■ TRECHO DO TEXTO
A um tempo em que as religiões parecem operar sem profetismo, a Encíclica, em pauta, de modo contemporizado, inscreve-se ao campo da tradição do profetismo veterotestamentário. Contemporizado, porque parece difícil evocar Deus para um movimento de intervenção na História. O próprio Hans Jonas lamentou tal dificuldade, ao refletir acerca do campo de concentração nazista mais cruel, em O conceito de Deus após Auschwitz: uma voz judia. Em que se lê: “O Senhor da História, nós suspeitamos, terá que ficar de fora […]. (Pois,) que Deus poderia deixar que isso acontecesse?” (JONAS, 2016, p. 21). Como se fosse possível aquilatar diferenças de crueldade nos campos de concentração sob regimes autoritários, por consequência, totalitários.

■ LINHAS FORNECIDAS
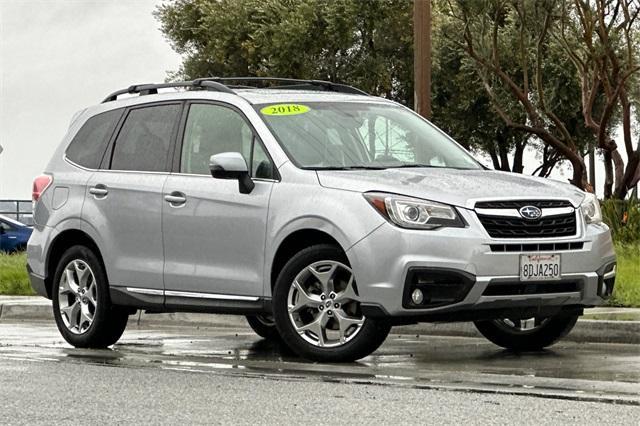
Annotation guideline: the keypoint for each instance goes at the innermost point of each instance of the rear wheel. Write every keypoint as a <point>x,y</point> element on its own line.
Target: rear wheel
<point>264,326</point>
<point>530,334</point>
<point>81,305</point>
<point>317,308</point>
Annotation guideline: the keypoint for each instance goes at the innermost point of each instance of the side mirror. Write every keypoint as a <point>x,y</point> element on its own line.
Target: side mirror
<point>231,165</point>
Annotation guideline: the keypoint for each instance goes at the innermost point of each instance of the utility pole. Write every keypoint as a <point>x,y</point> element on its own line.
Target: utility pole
<point>592,167</point>
<point>422,56</point>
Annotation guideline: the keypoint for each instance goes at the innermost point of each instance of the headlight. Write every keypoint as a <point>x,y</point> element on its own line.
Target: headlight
<point>414,213</point>
<point>591,209</point>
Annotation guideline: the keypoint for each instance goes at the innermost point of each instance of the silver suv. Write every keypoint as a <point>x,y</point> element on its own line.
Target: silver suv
<point>324,215</point>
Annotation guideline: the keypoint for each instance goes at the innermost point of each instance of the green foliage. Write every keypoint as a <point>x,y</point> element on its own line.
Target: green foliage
<point>366,44</point>
<point>13,275</point>
<point>627,289</point>
<point>623,217</point>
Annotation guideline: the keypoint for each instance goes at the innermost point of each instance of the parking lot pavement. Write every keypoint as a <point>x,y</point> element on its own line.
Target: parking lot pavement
<point>595,373</point>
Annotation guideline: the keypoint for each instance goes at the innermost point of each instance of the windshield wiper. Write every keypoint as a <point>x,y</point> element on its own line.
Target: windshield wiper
<point>345,168</point>
<point>403,166</point>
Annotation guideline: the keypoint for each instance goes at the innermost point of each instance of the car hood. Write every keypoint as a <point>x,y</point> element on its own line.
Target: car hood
<point>451,186</point>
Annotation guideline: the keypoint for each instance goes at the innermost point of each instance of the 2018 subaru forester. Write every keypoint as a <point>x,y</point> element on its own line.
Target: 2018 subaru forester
<point>331,216</point>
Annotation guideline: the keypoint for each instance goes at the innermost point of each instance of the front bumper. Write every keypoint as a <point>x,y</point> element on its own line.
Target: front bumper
<point>383,260</point>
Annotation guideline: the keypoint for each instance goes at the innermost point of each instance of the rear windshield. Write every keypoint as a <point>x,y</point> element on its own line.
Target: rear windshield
<point>346,135</point>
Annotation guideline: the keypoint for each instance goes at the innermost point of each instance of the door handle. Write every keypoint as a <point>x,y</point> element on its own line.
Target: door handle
<point>100,191</point>
<point>175,198</point>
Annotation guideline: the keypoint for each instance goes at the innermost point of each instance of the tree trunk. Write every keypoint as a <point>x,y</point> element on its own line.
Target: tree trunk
<point>518,158</point>
<point>608,174</point>
<point>494,158</point>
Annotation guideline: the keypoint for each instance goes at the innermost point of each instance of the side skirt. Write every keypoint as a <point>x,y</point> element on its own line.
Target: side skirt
<point>161,301</point>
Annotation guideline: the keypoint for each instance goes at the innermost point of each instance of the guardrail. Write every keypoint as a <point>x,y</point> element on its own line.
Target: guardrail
<point>20,210</point>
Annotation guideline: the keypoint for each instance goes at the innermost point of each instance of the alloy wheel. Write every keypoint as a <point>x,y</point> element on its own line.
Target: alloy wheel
<point>323,304</point>
<point>77,296</point>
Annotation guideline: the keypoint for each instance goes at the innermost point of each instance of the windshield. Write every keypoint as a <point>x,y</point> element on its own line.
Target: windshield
<point>346,135</point>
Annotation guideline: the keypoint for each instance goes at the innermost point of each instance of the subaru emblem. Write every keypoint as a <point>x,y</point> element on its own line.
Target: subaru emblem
<point>530,212</point>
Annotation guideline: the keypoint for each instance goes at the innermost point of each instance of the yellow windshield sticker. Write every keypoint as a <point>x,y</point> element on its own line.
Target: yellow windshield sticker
<point>285,109</point>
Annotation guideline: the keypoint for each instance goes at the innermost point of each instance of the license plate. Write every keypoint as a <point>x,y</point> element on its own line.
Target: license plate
<point>539,267</point>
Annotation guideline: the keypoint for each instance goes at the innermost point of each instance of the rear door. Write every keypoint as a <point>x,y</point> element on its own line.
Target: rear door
<point>124,200</point>
<point>214,238</point>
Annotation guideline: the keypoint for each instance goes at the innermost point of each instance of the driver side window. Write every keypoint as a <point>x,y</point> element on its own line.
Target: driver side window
<point>213,129</point>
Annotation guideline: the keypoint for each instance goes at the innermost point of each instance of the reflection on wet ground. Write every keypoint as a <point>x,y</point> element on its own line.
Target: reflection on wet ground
<point>568,370</point>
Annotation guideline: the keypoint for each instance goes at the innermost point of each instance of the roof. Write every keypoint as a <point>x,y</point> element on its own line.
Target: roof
<point>261,96</point>
<point>252,89</point>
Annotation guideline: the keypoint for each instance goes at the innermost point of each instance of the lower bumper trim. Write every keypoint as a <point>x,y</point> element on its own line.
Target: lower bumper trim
<point>464,315</point>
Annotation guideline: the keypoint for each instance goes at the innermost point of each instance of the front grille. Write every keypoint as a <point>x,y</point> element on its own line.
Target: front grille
<point>519,288</point>
<point>516,204</point>
<point>563,225</point>
<point>510,248</point>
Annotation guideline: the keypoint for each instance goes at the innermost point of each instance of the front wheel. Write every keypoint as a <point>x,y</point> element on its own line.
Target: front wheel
<point>317,308</point>
<point>81,305</point>
<point>530,334</point>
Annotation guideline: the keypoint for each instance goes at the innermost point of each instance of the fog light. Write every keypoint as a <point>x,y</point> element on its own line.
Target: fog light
<point>417,297</point>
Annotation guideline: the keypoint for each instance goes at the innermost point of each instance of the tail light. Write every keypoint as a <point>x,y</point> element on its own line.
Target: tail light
<point>40,184</point>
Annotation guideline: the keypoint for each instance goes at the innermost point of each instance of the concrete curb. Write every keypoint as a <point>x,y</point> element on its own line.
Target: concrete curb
<point>586,330</point>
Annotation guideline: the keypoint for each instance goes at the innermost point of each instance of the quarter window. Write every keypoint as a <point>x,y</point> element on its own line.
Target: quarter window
<point>145,138</point>
<point>213,129</point>
<point>90,143</point>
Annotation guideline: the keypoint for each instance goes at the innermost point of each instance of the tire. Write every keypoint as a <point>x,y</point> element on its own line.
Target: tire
<point>89,321</point>
<point>547,331</point>
<point>264,326</point>
<point>346,334</point>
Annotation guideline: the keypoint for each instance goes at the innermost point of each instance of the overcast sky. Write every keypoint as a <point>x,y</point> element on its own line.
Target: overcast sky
<point>57,57</point>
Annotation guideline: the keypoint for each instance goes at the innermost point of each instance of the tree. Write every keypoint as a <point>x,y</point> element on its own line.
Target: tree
<point>601,38</point>
<point>597,37</point>
<point>367,44</point>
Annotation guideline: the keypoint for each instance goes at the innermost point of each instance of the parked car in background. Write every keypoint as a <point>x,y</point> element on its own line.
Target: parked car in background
<point>13,235</point>
<point>331,216</point>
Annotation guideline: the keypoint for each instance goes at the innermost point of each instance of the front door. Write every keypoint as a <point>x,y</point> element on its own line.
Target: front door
<point>124,201</point>
<point>214,236</point>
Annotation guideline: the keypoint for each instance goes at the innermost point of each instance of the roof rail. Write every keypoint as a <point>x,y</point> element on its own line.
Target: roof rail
<point>152,89</point>
<point>291,83</point>
<point>219,84</point>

■ DESAFIOS
A: Segundo o trecho sobre a Encíclica e o profetismo, em que obra Hans Jonas lamentou a dificuldade de evocar Deus para intervir na História?
B: Prossiga o trecho sobre a Encíclica e o profetismo a partir da última frase apresentada.
As linhas provêm de uma fonte diferente da do trecho.

■ RESULTADOS ESPERADOS
A: Em O conceito de Deus após Auschwitz: uma voz judia.

B:
A propósito, Herbert Marcuse não diferenciava os autoritarismos soviético do nazista, o fascista do sistema político norte-americano. O último pela via da liberdade, da democracia e da promoção de falsas necessidades inventadas e combinadas às mercadorias programadas para obsolescência. Logo, uma forma de escravidão contemporânea, pois, uma “falta de liberdade confortável, suave, razoável e democrática prevalece na civilização industrial avançada, um símbolo do progresso técnico” (MARCUSE, 1964, p. 13) [viii]. Pois que as mercadorias se mostram extremamente sedutoras, sob sistemas de crediário acoplados, idem.
Porém, como quer o Poeta, “temporizemos” [ix], a dizer “atualizemos” ao observar o profeta Daniel interpretando o sonho do rei Nabucodonosor, sob título promissor, “O sonho da grande árvore”.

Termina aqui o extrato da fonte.